### EXERCISE OBJECTIVE:
State how many lines in the records below contain the string "fringe", matching case exactly. Reply with the number alone.

### EXERCISE INPUT:
^^^^^^^^
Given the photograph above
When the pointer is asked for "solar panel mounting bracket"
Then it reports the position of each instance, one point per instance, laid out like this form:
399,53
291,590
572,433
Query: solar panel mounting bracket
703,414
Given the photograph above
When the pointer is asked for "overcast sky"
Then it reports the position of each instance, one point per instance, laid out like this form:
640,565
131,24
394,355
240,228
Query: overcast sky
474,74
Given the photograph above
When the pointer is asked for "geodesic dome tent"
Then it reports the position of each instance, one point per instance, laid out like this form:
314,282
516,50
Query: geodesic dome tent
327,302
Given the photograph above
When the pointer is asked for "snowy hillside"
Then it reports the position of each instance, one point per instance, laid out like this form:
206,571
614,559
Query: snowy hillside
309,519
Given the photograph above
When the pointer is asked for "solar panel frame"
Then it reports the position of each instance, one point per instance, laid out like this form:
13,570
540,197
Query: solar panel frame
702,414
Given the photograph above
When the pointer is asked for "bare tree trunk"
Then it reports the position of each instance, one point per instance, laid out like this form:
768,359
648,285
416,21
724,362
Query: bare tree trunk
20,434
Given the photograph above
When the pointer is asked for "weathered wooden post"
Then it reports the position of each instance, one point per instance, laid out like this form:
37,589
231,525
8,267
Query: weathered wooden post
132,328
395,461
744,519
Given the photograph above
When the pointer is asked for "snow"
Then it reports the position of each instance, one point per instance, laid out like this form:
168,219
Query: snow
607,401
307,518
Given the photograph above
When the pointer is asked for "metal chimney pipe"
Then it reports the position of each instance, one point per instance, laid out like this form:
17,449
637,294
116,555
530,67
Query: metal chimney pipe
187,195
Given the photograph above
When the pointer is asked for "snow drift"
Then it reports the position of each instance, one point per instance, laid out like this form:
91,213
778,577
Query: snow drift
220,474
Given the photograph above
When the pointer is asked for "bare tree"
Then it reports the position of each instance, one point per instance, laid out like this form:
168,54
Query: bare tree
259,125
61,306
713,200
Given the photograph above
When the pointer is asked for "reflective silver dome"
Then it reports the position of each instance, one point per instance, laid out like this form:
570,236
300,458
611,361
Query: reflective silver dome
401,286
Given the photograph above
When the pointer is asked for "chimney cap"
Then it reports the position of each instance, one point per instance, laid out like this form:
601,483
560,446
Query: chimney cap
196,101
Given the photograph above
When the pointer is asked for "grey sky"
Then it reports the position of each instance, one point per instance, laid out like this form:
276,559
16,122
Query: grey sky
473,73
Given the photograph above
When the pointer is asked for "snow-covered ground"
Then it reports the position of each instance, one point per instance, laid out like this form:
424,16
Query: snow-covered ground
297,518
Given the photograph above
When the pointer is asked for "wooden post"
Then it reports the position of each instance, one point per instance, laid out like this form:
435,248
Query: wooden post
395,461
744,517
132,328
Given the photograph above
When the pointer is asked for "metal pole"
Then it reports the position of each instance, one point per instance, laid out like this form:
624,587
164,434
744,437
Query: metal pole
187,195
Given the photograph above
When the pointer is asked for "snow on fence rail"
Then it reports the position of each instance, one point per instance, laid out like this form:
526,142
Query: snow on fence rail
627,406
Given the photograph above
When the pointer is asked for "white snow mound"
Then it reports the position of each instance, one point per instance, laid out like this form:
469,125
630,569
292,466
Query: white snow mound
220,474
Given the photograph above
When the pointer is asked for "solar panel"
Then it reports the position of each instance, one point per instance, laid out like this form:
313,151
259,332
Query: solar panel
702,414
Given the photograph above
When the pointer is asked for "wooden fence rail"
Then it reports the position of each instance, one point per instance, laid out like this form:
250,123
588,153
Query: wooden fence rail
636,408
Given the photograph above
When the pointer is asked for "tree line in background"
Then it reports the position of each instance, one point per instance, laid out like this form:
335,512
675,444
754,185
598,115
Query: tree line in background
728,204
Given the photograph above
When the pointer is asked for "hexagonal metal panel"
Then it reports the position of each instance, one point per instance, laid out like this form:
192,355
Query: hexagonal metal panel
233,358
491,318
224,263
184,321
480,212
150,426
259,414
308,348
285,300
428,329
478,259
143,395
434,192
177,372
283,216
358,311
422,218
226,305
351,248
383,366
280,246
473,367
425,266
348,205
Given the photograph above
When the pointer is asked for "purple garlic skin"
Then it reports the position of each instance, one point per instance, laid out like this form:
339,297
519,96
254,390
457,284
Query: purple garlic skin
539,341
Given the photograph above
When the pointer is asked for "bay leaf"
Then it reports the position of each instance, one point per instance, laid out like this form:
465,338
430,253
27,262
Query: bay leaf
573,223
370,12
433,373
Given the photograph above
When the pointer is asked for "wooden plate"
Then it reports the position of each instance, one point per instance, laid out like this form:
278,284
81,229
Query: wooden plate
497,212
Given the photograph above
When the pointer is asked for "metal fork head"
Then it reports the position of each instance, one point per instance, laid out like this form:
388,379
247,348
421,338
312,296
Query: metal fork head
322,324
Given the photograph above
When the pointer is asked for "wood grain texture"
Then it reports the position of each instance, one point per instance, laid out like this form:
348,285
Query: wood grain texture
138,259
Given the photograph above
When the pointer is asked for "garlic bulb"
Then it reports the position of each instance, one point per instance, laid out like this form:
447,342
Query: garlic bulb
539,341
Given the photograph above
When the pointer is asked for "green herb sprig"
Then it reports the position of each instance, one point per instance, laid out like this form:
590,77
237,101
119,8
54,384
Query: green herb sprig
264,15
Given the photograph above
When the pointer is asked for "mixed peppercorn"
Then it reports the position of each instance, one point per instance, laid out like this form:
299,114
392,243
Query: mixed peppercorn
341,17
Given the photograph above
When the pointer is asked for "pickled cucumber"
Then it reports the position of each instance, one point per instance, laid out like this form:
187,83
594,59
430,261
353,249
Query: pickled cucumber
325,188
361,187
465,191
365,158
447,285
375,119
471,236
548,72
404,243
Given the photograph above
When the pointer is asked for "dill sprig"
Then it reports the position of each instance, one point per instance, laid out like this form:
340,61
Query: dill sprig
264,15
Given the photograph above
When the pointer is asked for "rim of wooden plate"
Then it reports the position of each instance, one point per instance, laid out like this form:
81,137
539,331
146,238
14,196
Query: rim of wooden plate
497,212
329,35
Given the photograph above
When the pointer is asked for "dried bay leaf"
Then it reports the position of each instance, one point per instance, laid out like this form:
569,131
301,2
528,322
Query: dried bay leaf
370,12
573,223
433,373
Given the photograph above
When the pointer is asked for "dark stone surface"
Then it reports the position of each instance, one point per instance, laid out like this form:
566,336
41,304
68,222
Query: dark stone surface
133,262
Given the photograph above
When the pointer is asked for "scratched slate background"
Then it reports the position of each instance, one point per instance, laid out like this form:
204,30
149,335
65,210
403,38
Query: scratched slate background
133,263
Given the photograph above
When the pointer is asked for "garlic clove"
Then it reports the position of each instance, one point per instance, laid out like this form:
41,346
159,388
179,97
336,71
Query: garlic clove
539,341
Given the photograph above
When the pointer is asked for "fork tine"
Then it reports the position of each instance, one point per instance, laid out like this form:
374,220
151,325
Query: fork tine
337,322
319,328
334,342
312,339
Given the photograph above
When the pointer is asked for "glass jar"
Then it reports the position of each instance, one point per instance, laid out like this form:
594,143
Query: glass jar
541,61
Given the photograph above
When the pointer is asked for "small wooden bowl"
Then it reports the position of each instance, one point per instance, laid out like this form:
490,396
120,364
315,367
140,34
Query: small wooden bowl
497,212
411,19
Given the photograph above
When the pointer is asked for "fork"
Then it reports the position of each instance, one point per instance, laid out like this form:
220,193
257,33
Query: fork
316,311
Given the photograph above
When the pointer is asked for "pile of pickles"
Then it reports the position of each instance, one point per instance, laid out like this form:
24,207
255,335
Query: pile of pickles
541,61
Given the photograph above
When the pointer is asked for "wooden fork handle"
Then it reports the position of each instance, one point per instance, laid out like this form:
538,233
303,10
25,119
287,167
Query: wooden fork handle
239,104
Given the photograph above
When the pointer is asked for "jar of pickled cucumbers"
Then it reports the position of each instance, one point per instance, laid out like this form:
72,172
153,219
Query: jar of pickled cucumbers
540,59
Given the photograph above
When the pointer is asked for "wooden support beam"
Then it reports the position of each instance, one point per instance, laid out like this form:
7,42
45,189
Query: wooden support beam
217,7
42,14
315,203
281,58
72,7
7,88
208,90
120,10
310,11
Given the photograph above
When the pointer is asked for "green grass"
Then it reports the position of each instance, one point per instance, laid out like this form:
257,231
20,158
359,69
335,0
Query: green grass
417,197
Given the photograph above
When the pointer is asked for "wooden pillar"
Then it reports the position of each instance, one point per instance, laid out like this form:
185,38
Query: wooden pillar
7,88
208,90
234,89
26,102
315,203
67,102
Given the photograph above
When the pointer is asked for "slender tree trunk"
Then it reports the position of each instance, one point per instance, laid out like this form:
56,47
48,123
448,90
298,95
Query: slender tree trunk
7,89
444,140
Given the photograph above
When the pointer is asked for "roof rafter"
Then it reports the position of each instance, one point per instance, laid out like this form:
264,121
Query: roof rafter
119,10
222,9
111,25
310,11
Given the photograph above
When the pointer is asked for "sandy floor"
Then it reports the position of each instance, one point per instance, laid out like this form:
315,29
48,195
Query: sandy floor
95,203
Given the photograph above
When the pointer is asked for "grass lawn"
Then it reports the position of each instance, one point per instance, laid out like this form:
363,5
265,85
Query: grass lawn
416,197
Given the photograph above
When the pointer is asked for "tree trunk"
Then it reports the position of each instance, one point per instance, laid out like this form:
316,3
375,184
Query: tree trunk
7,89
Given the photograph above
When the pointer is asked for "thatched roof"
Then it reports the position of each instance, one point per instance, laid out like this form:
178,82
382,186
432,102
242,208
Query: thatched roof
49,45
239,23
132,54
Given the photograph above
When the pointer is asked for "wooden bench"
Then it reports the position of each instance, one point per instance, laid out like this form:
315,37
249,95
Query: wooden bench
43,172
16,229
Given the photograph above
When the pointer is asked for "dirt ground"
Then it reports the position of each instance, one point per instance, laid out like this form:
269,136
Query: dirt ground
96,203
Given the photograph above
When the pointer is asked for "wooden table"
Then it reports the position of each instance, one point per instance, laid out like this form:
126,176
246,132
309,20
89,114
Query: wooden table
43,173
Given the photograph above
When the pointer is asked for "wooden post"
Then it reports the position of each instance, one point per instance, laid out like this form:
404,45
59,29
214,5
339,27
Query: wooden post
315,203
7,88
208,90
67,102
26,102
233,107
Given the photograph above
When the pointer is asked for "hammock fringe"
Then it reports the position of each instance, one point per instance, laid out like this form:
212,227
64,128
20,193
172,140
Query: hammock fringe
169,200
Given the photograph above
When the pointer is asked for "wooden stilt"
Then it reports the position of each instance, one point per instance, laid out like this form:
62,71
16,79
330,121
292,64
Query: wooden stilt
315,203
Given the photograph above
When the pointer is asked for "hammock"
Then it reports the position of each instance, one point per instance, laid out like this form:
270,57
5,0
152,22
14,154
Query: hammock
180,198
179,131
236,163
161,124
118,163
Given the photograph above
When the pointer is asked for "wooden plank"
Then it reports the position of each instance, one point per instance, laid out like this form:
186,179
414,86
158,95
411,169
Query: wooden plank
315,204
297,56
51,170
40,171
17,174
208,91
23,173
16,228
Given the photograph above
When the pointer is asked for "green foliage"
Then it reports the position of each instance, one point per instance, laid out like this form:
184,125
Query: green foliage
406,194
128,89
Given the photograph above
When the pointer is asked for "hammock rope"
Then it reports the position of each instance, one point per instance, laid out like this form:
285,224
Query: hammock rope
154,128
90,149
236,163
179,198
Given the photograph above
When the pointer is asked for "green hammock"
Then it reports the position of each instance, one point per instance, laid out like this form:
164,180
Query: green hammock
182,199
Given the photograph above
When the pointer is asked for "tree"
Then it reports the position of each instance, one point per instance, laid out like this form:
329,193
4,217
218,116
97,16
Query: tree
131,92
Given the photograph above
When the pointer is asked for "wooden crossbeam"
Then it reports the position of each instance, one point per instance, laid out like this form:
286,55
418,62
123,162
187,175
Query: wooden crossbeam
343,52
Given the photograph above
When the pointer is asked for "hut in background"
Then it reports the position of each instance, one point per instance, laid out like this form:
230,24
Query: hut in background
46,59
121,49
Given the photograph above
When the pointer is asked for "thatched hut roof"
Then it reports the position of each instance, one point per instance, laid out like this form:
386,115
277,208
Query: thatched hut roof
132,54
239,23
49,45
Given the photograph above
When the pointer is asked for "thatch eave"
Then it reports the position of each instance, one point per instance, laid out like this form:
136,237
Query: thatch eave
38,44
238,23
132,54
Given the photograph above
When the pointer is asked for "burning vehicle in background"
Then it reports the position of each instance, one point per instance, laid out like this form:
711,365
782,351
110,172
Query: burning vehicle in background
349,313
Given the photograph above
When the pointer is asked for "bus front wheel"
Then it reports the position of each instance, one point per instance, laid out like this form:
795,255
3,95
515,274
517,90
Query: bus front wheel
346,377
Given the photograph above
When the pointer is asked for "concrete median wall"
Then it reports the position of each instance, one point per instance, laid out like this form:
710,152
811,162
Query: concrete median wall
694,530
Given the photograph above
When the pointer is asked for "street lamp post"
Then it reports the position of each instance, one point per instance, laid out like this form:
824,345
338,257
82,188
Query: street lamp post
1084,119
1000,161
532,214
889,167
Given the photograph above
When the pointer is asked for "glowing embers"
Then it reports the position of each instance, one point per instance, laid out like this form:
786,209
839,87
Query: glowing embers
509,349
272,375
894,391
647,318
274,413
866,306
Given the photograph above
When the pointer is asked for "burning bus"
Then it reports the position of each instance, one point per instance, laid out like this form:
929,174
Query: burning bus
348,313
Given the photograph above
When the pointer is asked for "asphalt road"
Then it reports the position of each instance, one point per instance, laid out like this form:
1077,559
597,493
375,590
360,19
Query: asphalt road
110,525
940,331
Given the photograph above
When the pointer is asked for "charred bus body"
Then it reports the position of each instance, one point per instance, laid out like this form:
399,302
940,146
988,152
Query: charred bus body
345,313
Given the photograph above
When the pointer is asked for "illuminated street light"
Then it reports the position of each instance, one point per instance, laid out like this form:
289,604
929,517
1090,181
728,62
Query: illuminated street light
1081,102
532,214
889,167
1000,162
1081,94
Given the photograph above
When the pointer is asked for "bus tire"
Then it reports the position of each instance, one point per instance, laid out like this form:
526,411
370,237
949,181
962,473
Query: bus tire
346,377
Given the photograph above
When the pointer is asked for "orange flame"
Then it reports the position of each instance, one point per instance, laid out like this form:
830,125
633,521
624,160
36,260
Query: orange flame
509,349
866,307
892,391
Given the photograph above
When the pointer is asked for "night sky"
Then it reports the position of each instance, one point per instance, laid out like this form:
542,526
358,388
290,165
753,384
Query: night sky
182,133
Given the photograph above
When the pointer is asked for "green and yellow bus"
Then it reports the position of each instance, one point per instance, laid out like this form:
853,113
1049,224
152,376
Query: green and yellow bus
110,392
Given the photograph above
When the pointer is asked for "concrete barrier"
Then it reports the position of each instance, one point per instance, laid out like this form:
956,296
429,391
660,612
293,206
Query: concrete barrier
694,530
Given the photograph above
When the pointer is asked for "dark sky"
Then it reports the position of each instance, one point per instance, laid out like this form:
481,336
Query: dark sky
^^^^^^^^
### EXERCISE RESULT:
2